● PASSAGE PROVIDED:
# Grounding electrical items?



## huntinfool (Aug 6, 2009)

New to the forum and so far I like what I see. I've got a 1648 Lowe that I have rebuilt (rotted transom, many holes in the transom and back section of the boat) I've added an extension and made a bigger front deck. I've completely wired it with lights a fuel tank under the front deck, where I will also add trolling motor batteries. But I see where several people have said not to ground any electrical items to the hull. WHY?

I have done this in the past for several boats and never had an issue. I always run any positive line through pvc or rubber hose to keep it protected...so what else am I missing. Is it because it can cause oxidation? 

Thanks for the heads up and as soon as I can figure out how to post pics I will get some up here of my boat.


----------



## Quackrstackr (Aug 6, 2009)

Corrosion via eloctrolysis.

It turns boats into pincushions.


----------



## huntinfool (Aug 6, 2009)

● PROBLEMS:
1. In the thread on grounding electrical items, what boat does the first poster say they have rebuilt?
2. Using the thread on grounding electrical items, explain why electrical items should not be grounded to the hull.
3. Duplicate the stretch of the thread on grounding electrical items from "I have done" through "can cause oxidation?".
The listing plays no part in this work.

● ROWS:
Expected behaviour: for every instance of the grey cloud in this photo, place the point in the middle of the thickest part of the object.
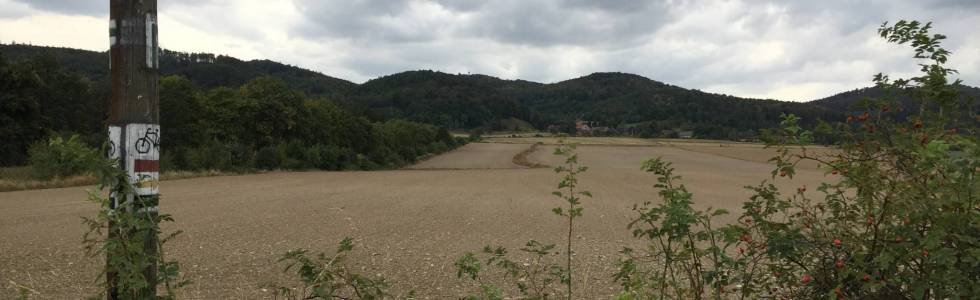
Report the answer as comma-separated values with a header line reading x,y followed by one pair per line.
--
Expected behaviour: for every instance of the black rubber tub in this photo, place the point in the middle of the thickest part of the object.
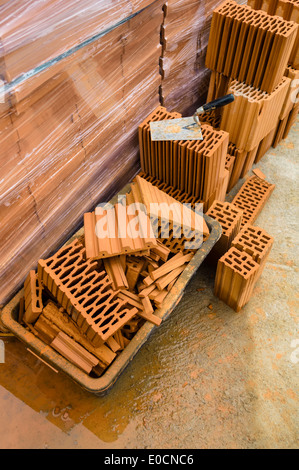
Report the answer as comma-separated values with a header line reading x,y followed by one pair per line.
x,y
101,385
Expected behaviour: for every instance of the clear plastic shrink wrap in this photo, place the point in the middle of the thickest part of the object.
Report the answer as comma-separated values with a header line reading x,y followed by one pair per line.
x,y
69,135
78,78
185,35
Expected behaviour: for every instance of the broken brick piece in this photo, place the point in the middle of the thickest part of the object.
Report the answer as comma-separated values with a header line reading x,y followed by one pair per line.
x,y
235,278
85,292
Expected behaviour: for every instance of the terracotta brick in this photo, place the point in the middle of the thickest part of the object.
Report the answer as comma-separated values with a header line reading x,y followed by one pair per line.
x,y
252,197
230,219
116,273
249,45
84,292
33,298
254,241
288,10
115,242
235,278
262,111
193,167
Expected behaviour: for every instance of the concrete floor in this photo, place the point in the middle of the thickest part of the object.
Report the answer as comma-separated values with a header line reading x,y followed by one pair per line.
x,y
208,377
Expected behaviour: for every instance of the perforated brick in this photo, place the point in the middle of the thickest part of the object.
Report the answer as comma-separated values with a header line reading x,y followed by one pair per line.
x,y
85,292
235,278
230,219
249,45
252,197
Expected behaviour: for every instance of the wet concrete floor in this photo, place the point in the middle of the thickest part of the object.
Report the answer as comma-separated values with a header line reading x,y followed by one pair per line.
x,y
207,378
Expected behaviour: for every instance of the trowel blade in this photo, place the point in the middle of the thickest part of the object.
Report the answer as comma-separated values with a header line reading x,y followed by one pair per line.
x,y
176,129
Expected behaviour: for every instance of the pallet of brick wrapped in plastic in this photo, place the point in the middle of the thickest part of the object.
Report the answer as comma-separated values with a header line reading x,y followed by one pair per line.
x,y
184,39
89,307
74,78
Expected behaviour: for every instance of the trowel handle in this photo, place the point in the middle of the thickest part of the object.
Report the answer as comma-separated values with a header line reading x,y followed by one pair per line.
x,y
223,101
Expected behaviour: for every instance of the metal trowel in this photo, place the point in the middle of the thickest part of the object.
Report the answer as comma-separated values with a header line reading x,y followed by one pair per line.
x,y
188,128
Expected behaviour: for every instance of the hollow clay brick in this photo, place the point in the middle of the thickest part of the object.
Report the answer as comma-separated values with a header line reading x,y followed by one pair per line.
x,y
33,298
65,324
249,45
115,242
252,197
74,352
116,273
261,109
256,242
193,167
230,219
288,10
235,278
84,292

● ANSWERS BY TASK:
1. A 1648 Lowe.

2. The reply says that grounding to the hull causes corrosion through electrolysis. It adds that this turns boats into pincushions.

3.
I have done this in the past for several boats and never had an issue. I always run any positive line through pvc or rubber hose to keep it protected...so what else am I missing. Is it because it can cause oxidation?